*** Records ***

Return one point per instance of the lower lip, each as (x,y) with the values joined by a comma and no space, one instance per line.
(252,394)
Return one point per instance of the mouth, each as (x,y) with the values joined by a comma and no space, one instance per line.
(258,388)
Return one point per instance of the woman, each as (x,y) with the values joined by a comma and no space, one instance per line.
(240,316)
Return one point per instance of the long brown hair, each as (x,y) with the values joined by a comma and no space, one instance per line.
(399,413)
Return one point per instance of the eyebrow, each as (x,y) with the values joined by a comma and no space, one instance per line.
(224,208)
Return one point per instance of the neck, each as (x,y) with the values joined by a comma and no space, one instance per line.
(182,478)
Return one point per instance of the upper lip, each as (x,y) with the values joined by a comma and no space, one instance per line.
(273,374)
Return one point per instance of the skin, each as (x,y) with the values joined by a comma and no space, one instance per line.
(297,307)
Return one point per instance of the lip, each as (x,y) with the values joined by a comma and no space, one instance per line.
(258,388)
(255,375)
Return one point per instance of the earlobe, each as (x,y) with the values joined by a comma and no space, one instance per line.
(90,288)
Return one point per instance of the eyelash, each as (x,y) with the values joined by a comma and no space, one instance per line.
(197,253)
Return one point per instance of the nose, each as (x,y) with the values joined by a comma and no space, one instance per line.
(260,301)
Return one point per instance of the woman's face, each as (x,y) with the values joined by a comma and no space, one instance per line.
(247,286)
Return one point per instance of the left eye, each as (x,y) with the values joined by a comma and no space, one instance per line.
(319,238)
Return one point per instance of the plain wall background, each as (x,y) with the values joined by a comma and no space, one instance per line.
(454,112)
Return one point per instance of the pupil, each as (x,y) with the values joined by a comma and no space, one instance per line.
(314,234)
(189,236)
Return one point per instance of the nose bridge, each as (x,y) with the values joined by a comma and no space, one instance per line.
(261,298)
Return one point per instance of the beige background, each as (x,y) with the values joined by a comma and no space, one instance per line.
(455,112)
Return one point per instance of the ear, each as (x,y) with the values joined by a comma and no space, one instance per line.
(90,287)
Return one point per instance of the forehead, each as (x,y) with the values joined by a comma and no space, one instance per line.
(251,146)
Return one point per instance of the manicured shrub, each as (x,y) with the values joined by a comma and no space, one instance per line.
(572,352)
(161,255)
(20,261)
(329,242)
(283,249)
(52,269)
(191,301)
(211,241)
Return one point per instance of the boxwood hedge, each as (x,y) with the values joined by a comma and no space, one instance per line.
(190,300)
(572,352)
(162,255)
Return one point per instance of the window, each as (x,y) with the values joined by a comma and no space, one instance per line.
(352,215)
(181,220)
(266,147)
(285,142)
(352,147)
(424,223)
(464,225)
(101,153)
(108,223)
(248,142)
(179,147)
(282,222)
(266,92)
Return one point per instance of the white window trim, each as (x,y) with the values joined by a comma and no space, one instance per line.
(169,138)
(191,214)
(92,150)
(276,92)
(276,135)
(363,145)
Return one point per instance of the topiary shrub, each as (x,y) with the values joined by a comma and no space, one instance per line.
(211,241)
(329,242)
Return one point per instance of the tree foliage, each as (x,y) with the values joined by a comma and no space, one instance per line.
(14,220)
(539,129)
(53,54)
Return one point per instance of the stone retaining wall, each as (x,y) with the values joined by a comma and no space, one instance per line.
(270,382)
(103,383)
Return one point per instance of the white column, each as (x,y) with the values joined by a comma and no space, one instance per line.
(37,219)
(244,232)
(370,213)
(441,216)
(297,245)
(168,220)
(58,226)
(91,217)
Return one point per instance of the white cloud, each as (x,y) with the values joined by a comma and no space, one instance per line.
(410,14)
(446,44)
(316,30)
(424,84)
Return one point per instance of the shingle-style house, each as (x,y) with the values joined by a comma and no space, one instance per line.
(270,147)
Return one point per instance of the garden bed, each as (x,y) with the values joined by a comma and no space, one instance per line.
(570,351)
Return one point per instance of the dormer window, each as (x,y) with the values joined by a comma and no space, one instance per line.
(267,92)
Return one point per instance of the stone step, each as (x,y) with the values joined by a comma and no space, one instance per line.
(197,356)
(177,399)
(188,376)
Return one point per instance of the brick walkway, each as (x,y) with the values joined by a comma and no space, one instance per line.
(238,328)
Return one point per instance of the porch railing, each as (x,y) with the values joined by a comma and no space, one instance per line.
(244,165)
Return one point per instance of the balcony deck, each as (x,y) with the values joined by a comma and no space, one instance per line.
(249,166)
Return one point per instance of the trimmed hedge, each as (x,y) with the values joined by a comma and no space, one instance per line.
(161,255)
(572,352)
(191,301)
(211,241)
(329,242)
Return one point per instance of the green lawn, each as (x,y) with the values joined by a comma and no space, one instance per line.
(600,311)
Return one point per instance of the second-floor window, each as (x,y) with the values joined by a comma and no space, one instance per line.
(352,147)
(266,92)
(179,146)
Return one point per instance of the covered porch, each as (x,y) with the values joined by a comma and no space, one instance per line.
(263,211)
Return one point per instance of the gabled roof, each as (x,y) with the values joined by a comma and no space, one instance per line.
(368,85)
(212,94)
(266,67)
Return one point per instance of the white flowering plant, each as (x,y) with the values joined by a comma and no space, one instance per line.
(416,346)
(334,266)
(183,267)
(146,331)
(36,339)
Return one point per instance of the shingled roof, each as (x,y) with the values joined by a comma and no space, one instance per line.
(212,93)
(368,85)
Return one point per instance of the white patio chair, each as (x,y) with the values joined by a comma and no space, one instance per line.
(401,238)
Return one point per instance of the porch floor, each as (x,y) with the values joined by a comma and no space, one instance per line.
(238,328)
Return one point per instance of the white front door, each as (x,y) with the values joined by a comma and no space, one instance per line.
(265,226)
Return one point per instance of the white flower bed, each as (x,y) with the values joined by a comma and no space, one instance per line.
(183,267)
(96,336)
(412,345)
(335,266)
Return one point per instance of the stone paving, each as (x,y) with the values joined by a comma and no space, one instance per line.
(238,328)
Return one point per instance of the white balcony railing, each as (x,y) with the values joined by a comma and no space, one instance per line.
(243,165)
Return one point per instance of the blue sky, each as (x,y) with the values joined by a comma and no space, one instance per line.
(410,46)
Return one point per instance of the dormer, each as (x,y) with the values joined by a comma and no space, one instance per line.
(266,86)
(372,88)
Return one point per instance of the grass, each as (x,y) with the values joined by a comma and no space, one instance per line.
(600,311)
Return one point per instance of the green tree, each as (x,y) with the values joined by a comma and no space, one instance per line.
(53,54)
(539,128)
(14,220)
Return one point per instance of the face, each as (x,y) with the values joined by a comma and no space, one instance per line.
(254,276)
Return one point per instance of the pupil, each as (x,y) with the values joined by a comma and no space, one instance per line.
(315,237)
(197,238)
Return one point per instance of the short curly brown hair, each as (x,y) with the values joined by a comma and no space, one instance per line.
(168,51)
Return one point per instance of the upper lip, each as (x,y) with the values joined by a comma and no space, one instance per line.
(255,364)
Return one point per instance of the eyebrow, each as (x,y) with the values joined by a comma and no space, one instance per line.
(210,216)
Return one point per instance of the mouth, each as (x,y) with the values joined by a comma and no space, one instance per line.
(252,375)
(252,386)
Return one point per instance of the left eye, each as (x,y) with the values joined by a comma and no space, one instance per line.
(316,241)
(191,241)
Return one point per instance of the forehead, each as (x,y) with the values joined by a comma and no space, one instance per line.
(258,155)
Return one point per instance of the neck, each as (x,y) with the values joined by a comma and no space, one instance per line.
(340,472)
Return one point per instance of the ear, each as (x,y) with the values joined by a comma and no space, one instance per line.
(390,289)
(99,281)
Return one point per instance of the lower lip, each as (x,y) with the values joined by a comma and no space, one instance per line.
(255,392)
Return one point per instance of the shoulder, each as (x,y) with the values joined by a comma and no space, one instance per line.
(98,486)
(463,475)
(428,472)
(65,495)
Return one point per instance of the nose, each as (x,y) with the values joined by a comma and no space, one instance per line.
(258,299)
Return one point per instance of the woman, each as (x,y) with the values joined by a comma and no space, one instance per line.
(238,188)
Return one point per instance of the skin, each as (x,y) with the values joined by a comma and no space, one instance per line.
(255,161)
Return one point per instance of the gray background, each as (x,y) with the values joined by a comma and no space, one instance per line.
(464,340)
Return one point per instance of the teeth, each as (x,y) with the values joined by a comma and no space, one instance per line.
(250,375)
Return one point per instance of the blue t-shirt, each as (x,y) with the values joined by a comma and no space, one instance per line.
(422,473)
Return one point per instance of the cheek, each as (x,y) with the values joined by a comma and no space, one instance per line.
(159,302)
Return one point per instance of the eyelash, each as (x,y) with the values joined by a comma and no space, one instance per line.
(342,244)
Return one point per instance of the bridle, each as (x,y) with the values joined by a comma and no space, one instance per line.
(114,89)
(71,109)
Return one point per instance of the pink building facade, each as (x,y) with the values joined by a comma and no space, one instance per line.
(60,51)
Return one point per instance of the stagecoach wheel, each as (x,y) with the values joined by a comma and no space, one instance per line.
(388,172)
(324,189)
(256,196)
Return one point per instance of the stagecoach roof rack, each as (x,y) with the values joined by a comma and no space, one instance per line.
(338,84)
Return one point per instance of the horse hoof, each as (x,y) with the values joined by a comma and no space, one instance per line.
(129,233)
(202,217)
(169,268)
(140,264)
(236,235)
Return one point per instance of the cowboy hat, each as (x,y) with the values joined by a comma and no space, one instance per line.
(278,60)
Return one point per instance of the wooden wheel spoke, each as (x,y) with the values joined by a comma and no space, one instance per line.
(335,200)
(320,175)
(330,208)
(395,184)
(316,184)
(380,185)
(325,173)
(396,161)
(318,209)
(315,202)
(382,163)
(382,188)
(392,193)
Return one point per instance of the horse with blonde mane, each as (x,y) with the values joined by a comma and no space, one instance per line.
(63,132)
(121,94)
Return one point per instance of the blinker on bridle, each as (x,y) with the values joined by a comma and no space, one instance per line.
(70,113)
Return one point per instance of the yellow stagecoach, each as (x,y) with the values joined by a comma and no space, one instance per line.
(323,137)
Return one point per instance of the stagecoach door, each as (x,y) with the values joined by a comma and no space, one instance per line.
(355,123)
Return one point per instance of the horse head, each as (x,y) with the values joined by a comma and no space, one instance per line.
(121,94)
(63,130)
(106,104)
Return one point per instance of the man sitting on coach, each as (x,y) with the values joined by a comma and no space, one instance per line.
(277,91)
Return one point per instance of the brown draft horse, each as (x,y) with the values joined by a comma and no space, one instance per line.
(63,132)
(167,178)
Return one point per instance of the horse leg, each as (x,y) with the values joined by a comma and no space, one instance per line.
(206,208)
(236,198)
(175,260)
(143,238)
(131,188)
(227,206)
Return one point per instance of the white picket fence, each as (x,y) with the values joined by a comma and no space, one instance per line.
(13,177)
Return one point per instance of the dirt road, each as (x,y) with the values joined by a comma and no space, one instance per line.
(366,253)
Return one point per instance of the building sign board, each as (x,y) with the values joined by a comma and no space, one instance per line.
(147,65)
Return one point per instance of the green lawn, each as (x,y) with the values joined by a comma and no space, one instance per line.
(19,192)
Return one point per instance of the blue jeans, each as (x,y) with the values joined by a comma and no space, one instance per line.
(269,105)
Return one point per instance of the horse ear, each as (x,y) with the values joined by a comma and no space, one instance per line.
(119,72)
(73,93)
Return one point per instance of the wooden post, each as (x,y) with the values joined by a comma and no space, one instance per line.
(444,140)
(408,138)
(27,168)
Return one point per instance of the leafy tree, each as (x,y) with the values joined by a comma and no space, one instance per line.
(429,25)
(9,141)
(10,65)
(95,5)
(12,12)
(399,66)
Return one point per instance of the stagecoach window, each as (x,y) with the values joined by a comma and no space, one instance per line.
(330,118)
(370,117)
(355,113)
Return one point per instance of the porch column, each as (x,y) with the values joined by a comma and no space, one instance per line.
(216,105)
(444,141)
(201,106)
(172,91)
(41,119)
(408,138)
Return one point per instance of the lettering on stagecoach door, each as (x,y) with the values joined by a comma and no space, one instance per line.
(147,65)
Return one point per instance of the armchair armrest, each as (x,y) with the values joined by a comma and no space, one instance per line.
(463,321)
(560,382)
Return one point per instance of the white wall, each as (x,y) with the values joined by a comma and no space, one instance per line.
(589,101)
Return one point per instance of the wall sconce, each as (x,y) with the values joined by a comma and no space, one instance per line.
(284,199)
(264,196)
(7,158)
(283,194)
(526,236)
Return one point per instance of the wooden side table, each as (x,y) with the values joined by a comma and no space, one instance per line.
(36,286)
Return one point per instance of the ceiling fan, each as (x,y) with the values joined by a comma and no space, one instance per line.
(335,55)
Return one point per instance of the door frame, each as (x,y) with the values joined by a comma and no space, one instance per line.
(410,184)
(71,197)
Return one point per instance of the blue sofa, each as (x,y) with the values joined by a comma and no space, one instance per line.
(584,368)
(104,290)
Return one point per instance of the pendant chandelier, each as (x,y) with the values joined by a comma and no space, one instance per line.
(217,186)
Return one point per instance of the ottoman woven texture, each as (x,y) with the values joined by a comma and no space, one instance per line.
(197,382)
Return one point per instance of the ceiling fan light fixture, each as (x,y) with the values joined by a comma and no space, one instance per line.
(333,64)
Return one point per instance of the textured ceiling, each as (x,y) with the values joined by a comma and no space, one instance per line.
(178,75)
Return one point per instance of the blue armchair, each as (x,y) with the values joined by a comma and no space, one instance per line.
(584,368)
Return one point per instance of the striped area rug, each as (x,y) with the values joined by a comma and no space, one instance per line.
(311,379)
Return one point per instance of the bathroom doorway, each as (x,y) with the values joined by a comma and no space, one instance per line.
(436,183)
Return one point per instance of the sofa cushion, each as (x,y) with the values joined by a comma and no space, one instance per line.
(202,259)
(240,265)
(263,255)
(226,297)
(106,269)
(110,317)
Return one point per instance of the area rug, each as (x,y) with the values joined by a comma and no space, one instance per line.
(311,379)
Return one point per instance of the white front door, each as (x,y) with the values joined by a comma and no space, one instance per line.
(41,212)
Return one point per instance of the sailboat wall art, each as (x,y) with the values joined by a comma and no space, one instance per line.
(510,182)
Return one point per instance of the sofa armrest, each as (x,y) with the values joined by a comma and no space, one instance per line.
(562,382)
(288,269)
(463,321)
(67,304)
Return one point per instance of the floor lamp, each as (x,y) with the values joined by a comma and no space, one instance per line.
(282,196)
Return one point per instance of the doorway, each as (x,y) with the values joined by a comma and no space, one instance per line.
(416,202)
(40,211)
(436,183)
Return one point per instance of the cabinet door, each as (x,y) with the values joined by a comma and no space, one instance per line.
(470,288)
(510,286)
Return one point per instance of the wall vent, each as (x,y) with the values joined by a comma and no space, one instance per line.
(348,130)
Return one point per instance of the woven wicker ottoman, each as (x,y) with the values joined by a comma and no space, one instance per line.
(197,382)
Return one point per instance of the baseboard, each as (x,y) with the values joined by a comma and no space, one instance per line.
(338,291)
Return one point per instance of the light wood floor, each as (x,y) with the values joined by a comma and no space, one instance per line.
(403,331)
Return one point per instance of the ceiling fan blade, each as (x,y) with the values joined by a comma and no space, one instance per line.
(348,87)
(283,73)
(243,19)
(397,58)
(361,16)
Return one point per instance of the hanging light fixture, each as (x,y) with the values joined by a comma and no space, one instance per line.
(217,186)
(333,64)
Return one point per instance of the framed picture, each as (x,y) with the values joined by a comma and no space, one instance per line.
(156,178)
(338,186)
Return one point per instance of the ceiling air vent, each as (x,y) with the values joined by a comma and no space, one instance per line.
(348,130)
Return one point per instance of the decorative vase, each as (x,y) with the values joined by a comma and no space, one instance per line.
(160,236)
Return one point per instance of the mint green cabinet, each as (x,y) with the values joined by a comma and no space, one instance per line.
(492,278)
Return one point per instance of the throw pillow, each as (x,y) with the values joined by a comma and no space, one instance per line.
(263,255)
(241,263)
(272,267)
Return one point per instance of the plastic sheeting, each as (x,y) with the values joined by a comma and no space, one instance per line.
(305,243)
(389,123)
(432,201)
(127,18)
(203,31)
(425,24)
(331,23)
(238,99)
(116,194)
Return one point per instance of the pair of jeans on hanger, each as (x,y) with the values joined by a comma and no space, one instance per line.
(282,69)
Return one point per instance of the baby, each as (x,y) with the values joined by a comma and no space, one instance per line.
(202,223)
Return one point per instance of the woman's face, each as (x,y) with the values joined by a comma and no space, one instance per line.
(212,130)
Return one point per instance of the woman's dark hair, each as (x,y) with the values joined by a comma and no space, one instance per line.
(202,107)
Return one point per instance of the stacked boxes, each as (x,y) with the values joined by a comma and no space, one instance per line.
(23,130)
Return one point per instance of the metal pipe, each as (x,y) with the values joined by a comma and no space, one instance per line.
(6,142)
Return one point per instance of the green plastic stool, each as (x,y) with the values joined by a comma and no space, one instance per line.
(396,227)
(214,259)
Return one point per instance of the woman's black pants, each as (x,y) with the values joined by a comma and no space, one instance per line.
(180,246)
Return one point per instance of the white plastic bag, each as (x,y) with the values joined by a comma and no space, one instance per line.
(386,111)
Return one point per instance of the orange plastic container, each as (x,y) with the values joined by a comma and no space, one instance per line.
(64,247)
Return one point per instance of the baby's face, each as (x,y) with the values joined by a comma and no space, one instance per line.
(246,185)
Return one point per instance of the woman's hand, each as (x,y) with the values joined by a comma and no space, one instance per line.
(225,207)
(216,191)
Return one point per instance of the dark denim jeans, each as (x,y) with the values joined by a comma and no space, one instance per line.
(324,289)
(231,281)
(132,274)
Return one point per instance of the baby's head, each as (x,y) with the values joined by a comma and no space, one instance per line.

***

*Task details*.
Starting at the line that contains "Return one point per instance of the white plastic", restate word for word every line through the last one in the records above. Return nothing else.

*Response*.
Return one point per instance of the white plastic bag, each as (x,y) with the values joined by a comma and no space, one instance per line.
(386,111)
Return one point per instance of the orange plastic container, each as (x,y) with the values joined by a comma and no space, one instance per line.
(64,247)
Return one point per instance of the baby's face, each as (x,y) with the values joined by a comma and no space, one instance per line.
(246,185)
Return one point per instance of the woman's hand, each as (x,y) with the values joined by a comma and no space, one instance per line.
(225,207)
(216,191)
Return one point per instance of the dark denim jeans, each as (x,y) with the values joined by a comma and no space, one instance per line.
(324,289)
(231,281)
(132,274)
Return one point per instance of the baby's head, each as (x,y) with the values joined by a comma and no space, one instance per line.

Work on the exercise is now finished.